Image point grounding data:
[Start of Attachment]

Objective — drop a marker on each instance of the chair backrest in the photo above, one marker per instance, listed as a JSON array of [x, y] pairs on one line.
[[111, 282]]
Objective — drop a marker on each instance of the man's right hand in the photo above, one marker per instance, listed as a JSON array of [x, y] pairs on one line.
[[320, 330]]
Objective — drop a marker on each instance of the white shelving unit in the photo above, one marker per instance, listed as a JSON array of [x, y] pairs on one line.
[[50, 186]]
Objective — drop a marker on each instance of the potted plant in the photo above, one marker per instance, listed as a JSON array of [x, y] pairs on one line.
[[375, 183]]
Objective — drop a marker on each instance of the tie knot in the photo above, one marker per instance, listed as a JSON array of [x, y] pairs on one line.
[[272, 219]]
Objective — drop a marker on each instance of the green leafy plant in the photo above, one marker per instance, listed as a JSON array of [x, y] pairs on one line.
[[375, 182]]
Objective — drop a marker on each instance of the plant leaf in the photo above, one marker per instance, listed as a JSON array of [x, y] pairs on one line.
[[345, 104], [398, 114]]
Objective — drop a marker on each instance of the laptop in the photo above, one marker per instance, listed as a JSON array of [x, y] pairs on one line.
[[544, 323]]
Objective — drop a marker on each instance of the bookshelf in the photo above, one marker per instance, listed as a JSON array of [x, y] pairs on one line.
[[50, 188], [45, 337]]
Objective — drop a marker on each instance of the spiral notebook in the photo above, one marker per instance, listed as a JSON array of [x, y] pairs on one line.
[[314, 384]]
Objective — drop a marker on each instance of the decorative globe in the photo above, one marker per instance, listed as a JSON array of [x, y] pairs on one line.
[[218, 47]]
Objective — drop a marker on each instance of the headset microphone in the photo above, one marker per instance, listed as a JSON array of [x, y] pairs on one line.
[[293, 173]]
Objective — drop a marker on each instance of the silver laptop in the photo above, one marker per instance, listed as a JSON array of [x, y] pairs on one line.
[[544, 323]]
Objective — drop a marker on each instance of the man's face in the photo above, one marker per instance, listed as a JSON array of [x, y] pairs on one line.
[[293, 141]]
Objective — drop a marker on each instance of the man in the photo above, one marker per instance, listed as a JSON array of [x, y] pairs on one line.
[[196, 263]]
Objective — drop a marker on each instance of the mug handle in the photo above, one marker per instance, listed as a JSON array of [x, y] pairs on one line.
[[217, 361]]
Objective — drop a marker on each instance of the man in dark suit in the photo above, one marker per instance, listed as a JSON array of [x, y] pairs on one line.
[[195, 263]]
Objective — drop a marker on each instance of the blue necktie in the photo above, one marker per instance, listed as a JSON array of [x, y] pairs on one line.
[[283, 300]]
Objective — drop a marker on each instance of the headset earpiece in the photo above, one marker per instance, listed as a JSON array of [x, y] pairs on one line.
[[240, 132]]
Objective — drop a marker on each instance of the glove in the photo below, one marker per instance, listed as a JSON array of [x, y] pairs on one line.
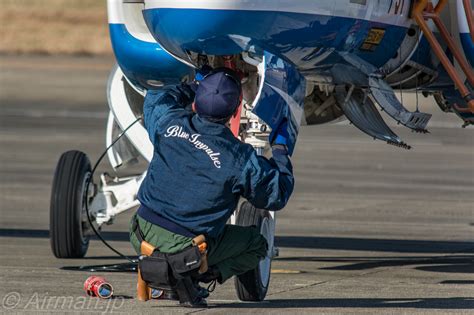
[[280, 135], [201, 73]]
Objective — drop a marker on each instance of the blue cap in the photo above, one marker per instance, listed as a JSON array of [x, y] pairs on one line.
[[218, 94]]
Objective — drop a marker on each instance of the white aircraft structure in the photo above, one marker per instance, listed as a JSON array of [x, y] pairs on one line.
[[307, 61]]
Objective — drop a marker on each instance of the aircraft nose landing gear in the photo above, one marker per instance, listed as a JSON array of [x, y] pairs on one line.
[[68, 221]]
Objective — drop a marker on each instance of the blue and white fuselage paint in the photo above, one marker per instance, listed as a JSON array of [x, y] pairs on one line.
[[299, 31]]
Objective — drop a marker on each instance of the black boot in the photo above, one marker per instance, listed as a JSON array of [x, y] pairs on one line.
[[212, 273]]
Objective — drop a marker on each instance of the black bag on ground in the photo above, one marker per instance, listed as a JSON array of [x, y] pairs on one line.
[[162, 271]]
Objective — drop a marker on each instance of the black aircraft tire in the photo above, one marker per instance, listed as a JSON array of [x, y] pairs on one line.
[[249, 285], [67, 200]]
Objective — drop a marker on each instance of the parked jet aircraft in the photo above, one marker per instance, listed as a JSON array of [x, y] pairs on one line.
[[310, 62]]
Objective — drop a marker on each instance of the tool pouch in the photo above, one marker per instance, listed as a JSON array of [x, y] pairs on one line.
[[162, 271], [155, 271], [185, 263]]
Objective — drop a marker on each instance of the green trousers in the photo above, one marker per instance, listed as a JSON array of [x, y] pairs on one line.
[[235, 251]]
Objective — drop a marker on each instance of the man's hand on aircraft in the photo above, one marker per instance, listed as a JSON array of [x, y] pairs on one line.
[[280, 135]]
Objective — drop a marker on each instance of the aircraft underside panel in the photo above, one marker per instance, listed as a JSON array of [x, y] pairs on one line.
[[361, 112], [281, 97], [383, 94]]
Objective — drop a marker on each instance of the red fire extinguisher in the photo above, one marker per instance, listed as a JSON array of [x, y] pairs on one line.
[[98, 286]]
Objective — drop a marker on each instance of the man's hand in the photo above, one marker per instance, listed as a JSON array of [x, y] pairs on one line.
[[280, 135]]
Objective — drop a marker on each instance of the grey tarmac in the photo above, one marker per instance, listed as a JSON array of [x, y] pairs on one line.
[[370, 229]]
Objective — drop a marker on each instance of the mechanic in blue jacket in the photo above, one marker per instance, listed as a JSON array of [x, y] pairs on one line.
[[200, 170]]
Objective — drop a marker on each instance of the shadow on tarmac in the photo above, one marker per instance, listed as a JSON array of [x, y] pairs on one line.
[[314, 242], [451, 264], [424, 303]]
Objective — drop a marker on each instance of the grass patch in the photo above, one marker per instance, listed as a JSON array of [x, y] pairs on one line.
[[54, 27]]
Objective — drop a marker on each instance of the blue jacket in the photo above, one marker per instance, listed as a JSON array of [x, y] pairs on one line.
[[200, 170]]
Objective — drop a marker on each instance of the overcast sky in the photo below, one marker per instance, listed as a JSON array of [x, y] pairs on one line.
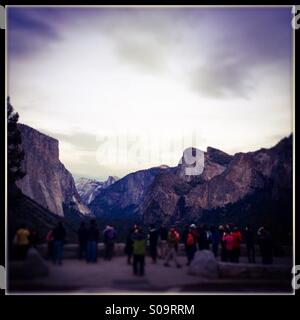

[End of Attachment]

What is expected: Would you return all the data exactly as given, minus the pictures?

Result of this task:
Objective — drop a marker on each instance of the chair backrest in the photo above, one marker per instance, listed as a JSON array of [x, y] pairs on one line.
[[111, 282]]
Objective — drop a marker on each instance of the man's right hand in the photo above, one marker per instance, listed as a JSON array of [x, y] pairs on one line.
[[320, 330]]
Objective — drop a marker on each instance of the white shelving unit in the photo above, one marker per instance, listed as a JSON array of [x, y] pairs on one line.
[[50, 186]]
Objective — drop a marker on each instance of the potted plant in the photo above, one marker per instance, listed as a JSON array of [x, y] pairs on one line.
[[375, 183]]
Objective — drop a marker on each instance of the tie knot in the photo above, one marker per instance, listed as a JSON array of [x, y] pairs on one line.
[[272, 219]]
Objective — drop a marker on each instance of the green leafy plant in the photo above, one marker per instance, listed as a JSON array of [x, y] pairs on one line.
[[375, 182]]
Objective — drop a marker on each instance of the plant leaf in the photo above, one marker per instance, listed as a JSON array of [x, y] pairs on one line.
[[345, 104], [398, 114]]
Objective — drop a marker on each instance of the laptop in the photo above, one marker per instance, listed as a JSON array of [x, y] pairs on one line.
[[544, 323]]
Objective — drop a marker on each instance of the bookshelf in the photo above, one marker per instance, listed as a JSON array of [x, y] pairs on one line.
[[50, 188], [45, 337]]
Objective — drop a marker on each instance of the spiral notebook in the photo above, one marker per instance, listed as a JSON array of [x, y] pairs on one line.
[[314, 384]]
Objective — drop a marker on each instance of the decorative globe in the photo above, one marker per instance, listed as a JSON array of [x, y] pairs on one line.
[[218, 47]]
Objective — drop a marker on each instance of the headset microphone in the photo above, one marker per instance, listed as a JSON array of [x, y] pairs on one line.
[[293, 173]]
Objective — drop a marker on each instance of the silver laptop in the photo above, one marker per instance, listed as a JSON array of [x, y] pairs on one line.
[[544, 323]]
Objective — drop a marker on each instance of the man's face in the photo above, one marker per instance, listed as a JSON array of [x, y] pairs on one line.
[[293, 141]]
Objective — drop a marker on each instance of the man in the photo above, one marker per instance, listed as a JSON array of [x, y] pairs on one line.
[[196, 263]]
Objective — drop a marker on each instance of the mug handle in the photo above, one marker per instance, listed as a JSON array of [x, y] pairs on one line.
[[217, 361]]
Objective — drop a marker on each instance of the man in dark suit in the photo above, one marker per instance, listed as a JSON array of [x, y] pairs on one line.
[[195, 263]]
Objective — drop a marker on each instance of the blue necktie in the photo above, one marker per instance, listed as a JSON array of [x, y] pairs on one line.
[[283, 300]]
Objective — drop a marker on each instance of the headset earpiece in the photo above, one marker per instance, listed as a JSON array of [x, y] pairs on one line.
[[240, 132]]
Objective — drop a marker on each instance of the glove in the photo below, one marker per instance, listed as a JSON array of [x, y] pairs on one line.
[[280, 135], [201, 73]]
Objective — drop a marker on each instance of the blue cap in the photo above, one marker per instance, listed as a JSON array of [x, y] pairs on one line.
[[218, 94]]
Objective — drop a marker on each instance of the white aircraft structure in the photo above, one marker per instance, listed as a JSON array of [x, y] pairs on one line.
[[307, 61]]
Objective — drop a marker on each instance of the aircraft nose landing gear in the photo above, one marker per instance, listed as a JSON array of [x, y] pairs on one line.
[[68, 221]]
Objective — drop a marker on each instance of the blue and white fuselage paint in the photo above, one marker per instance, listed as a JSON array of [x, y] pairs on one line.
[[299, 31]]
Objective — drop a marker on each instance of the black boot in the photo above, one marker per instance, listed as a JSON array of [x, y] pairs on one line.
[[212, 273]]
Objective — drop a marker on each instance of the black bag on ground in the photo above, one marker per instance, listed as a JSON array of [x, y] pairs on one line.
[[162, 271]]
Objective — drop a marker on each instance of the black aircraft tire in the photo above, one marker per instance, listed as a JSON array of [x, y] pairs on one line.
[[249, 285], [67, 200]]
Objective — drop a marker on each instance of the parked jet aircraft in the photo above, one marker per instance, listed as a JSON array of [x, y] pairs on one line.
[[310, 62]]
Objective — drop a marker on each instance of the tool pouch in the photo above, one marker per instance, listed as a JSON array of [x, y] pairs on one line.
[[162, 271], [155, 271], [185, 263]]
Objective — drop a marker on each instance of the green trousers in the photo above, one marker per instance, listed as a JSON array of [x, y] pairs on one line.
[[235, 251]]
Objective — drop a marker on each instance of the man's hand on aircraft in the photo above, one marker per instance, listed as a JSON array of [x, y] pairs on one line.
[[280, 135]]
Objective — drop a marker on each instance of the aircraft underside panel in the photo above, one marker per instance, listed as a JSON array of [x, y] pairs on one line.
[[361, 112], [281, 97], [383, 94]]
Objective — drop a marker on each instance of the red fire extinguisher in the photo above, one marker per instance, listed as a JSON array of [x, y] pairs on one line.
[[98, 286]]
Objective — drop a marker on each instance of the man's hand in the photo above, one marker per instance, listed as a JSON array of [x, y] pairs on one line.
[[280, 135]]
Objective — drop a marker on each instance of the grey tarmac in the photo above, one marker per instance, listed as a JSON array of [x, y] pairs on one line.
[[370, 229]]
Objective — drop a marker on each instance of the mechanic in blue jacket in the photo above, one marker per instance, listed as a JSON array of [x, y] pairs on one line.
[[200, 170]]
Objective — drop a marker on each instance of the shadow on tarmac in the photo above, one marker per instance, listed as a JSON array of [x, y] pairs on one line.
[[314, 242], [451, 264], [424, 303]]
Objective — drop a marker on each instance of the grass patch in the photo above, one marker per instance, listed as a JSON array of [x, y] pairs on one line.
[[54, 27]]
Objective — drop a marker on each instance of the blue jacket in the photo above, one marker per instance, listed as a JSON array of [x, y] pairs on one line.
[[200, 170]]
Objective — drop a marker on each instance of the overcast sky in the photo below, one marker per instance, listed as a JSON array of [x, y] pairs on one line.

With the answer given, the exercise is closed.